EXERCICES -
A. Condensez sous forme de liste à puces le paragraphe de l'extrait qui commence par « La femme bienveillante met sa main », en gardant ses faits principaux.
B. Transcrivez en liste JSON de chaînes, à raison d'une chaîne par ligne et sans les lignes vides, tout le listing depuis la ligne contenant « In the image provided above, tightly box each tree » jusqu'à la fin du listing.

EXTRAIT À LIRE -
La femme bienveillante met sa main sur mon épaule.
Je passe d’un regard à l’autre, de celui de la femme
à celui de l’homme, je suis clivée. Et la femme
se rend compte que parfois House n’a pas un comportement cohérent, parfois il disjoncte et n’est plus lui-même.
House oublie qu’il existe. La femme bienveillante voudrait l’aider et au moment où elle s’approche
de l’origine du problème, j’ai un grand flash qui brouille
la scène et je me réveille.
WINNIE THE POOH
J’ai conservé cette pensée magique qui correspond
à un stade archaïque du développement du nourrisson.

DONNÉES DISPONIBLES -
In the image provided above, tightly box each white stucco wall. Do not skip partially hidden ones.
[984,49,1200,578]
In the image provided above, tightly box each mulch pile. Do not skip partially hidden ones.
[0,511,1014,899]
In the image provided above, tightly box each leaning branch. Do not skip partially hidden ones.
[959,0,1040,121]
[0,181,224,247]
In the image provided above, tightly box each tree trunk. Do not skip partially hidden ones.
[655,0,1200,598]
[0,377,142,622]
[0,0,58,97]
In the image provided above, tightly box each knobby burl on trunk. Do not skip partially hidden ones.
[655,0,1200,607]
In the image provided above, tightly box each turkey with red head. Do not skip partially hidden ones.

RÉPONSES -
A.
- La femme bienveillante pose sa main sur mon épaule.
- Mon regard passe de la femme à l'homme : je suis clivée.
- La femme comprend que House n'a parfois pas un comportement cohérent : il disjoncte et n'est plus lui-même.
- House oublie qu'il existe.
- La femme voudrait l'aider, mais quand elle s'approche de l'origine du problème, un grand flash brouille la scène et je me réveille.

B.
[
  "In the image provided above, tightly box each tree trunk. Do not skip partially hidden ones.",
  "[655,0,1200,598]",
  "[0,377,142,622]",
  "[0,0,58,97]",
  "In the image provided above, tightly box each knobby burl on trunk. Do not skip partially hidden ones.",
  "[655,0,1200,607]",
  "In the image provided above, tightly box each turkey with red head. Do not skip partially hidden ones."
]